---- Stored records

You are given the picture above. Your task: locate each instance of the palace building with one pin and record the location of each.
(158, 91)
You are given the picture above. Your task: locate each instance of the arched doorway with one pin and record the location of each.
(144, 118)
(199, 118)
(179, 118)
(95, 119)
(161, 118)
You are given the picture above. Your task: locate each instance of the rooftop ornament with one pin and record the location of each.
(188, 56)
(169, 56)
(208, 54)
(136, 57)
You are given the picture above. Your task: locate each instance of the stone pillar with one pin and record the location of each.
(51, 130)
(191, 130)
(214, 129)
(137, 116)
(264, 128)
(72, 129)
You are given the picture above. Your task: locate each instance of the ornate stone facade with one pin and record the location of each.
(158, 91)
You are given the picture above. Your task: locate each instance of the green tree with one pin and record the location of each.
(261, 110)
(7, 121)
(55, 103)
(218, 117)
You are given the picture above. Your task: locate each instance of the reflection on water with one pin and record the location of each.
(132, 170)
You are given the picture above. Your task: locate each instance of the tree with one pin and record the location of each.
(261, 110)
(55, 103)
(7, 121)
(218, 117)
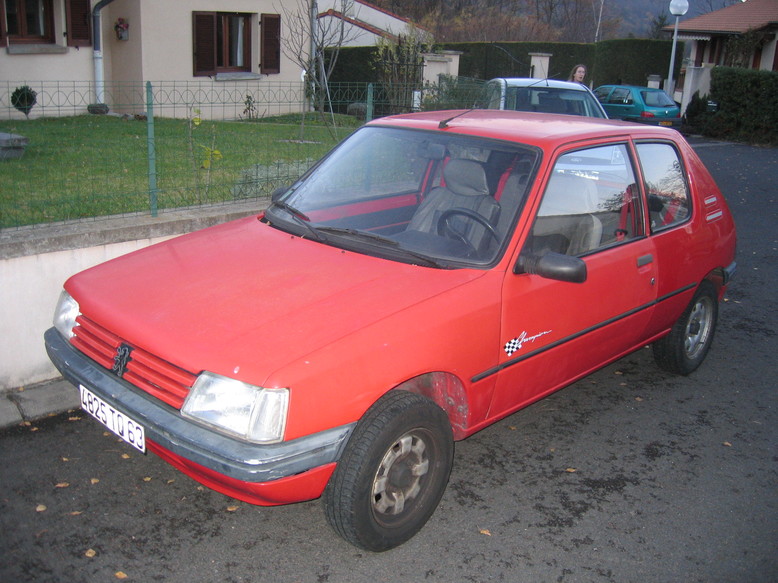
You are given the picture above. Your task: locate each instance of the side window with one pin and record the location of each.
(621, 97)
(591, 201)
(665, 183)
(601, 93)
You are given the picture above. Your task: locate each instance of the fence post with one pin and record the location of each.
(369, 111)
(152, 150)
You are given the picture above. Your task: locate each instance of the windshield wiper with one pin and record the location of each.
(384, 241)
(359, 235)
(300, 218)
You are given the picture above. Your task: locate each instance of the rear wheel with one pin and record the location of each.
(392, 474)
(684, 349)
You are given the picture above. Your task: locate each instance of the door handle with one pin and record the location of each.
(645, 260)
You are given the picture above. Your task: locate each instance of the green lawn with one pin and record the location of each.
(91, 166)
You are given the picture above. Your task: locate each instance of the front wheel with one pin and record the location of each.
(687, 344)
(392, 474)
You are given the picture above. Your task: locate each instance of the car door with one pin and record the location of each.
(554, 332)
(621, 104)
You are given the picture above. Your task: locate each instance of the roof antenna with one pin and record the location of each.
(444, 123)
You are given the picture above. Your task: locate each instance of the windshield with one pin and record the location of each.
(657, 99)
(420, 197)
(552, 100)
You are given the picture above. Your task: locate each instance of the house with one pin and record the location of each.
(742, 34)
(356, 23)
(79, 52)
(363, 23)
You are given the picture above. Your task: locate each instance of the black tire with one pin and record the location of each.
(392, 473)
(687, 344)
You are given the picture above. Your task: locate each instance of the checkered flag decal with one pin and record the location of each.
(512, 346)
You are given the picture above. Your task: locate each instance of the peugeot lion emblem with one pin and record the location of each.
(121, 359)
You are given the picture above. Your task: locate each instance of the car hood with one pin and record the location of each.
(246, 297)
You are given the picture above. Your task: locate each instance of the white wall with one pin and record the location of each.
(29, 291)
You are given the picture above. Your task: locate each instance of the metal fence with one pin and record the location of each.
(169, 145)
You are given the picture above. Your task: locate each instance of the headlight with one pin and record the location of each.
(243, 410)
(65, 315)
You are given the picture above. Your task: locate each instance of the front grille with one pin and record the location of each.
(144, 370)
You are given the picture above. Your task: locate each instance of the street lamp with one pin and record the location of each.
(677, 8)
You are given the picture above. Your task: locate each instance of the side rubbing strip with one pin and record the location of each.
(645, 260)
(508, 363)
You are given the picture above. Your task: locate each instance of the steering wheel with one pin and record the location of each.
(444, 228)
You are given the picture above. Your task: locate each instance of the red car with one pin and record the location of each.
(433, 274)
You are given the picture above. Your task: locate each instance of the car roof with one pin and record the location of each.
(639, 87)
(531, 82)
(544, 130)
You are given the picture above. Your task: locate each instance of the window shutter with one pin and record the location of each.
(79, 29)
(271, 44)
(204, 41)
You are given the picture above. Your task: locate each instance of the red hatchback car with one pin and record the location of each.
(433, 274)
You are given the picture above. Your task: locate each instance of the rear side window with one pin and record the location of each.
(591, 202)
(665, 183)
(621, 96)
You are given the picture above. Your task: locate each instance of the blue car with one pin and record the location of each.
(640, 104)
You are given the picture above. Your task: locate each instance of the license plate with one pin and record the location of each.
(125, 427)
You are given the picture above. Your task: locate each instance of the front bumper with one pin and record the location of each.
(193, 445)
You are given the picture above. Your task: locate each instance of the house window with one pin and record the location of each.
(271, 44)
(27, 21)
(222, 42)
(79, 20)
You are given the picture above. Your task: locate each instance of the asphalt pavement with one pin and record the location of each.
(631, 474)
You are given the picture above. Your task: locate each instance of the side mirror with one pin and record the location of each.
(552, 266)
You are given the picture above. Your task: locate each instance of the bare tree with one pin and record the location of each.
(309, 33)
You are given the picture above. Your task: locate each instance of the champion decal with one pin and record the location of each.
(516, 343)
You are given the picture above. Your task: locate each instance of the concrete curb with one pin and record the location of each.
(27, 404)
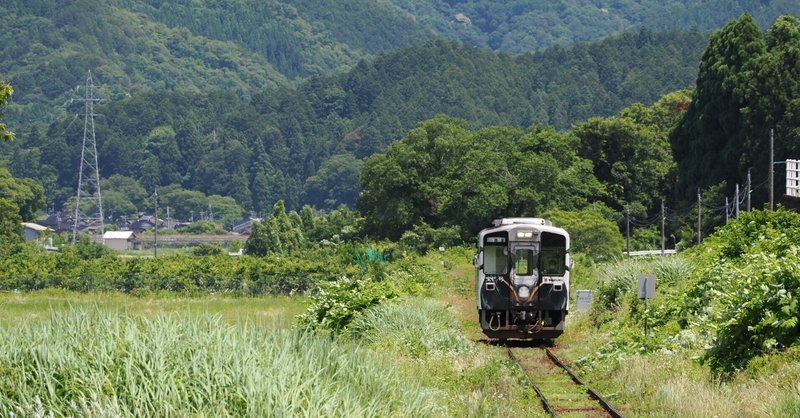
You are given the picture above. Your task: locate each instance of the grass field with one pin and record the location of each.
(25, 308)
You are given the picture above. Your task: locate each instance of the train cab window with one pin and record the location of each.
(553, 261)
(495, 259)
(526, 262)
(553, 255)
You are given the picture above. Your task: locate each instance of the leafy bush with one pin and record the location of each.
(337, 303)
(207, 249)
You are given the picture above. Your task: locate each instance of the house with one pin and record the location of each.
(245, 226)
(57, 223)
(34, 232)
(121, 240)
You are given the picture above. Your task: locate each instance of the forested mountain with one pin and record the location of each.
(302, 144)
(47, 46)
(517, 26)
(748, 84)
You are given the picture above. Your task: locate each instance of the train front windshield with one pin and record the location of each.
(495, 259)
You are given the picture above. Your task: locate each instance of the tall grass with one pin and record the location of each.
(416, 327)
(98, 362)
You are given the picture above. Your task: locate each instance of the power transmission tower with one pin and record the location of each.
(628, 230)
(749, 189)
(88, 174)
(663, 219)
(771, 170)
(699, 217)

--------
---- Stored records

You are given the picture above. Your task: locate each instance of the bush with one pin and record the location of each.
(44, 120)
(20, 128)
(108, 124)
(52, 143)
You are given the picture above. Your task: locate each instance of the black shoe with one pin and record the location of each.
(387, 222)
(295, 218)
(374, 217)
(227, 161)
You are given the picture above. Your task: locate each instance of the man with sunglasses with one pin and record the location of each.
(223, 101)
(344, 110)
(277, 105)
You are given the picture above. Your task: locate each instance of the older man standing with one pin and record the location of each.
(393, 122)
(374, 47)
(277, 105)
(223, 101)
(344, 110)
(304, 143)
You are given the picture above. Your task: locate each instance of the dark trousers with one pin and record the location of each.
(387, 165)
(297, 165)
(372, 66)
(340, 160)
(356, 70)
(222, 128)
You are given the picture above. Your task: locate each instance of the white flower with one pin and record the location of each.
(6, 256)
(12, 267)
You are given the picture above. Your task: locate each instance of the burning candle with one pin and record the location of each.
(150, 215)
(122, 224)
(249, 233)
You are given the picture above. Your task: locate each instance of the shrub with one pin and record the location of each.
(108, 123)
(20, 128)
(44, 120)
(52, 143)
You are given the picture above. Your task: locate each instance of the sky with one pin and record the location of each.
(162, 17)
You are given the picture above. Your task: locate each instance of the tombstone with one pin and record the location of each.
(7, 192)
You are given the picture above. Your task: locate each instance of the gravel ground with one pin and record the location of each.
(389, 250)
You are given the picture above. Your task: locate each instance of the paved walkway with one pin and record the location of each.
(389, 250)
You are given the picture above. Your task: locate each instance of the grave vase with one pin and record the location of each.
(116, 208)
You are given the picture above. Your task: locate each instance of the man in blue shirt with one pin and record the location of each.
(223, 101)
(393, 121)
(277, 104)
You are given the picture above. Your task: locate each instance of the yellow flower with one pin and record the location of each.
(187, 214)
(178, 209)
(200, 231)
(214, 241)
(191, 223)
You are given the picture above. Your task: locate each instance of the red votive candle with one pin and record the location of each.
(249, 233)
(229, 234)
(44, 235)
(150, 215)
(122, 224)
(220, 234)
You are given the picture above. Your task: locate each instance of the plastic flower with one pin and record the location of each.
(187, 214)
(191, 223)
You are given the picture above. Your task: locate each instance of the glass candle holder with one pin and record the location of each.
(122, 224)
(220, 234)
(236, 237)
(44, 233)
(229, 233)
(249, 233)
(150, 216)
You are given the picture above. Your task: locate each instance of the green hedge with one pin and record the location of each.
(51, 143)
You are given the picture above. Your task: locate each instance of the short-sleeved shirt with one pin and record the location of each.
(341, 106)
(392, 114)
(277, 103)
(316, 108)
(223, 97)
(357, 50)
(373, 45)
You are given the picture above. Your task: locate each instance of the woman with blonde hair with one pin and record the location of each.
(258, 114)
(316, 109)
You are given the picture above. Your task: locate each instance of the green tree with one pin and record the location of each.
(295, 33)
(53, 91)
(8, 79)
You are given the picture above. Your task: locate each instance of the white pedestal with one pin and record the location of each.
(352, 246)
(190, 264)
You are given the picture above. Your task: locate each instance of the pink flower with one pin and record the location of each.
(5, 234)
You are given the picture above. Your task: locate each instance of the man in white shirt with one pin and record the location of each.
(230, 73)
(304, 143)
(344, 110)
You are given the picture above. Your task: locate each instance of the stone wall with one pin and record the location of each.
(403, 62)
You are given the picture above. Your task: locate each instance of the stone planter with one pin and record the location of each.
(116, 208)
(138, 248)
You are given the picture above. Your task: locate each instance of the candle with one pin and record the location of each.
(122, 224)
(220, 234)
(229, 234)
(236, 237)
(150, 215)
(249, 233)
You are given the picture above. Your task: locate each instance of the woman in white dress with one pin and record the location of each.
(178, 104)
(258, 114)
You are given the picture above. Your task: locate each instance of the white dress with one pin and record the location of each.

--------

■ **What the task asks**:
Write out, as a numbered list with blank lines omitted, the entry lines between the line holding "the stone wall" and the line holding "the white dress", inclusive.

■ **Correct result**:
1. You are given the picture above. Your task: locate each instance of the stone wall with one pin and record the location of each.
2. (403, 62)
3. You are given the picture above. Your task: locate each instance of the stone planter with one pin and record the location of each.
4. (116, 208)
5. (138, 248)
6. You are given the picture above. Your task: locate each instance of the candle with one pin and record the location of each.
7. (122, 224)
8. (220, 234)
9. (229, 234)
10. (236, 237)
11. (150, 215)
12. (249, 233)
13. You are given the picture above. Your task: locate each instance of the woman in white dress with one pin and record the location of each.
14. (178, 104)
15. (258, 114)
16. You are given the picture above. Your task: locate each instance of the white dress with one pin and record the location of each.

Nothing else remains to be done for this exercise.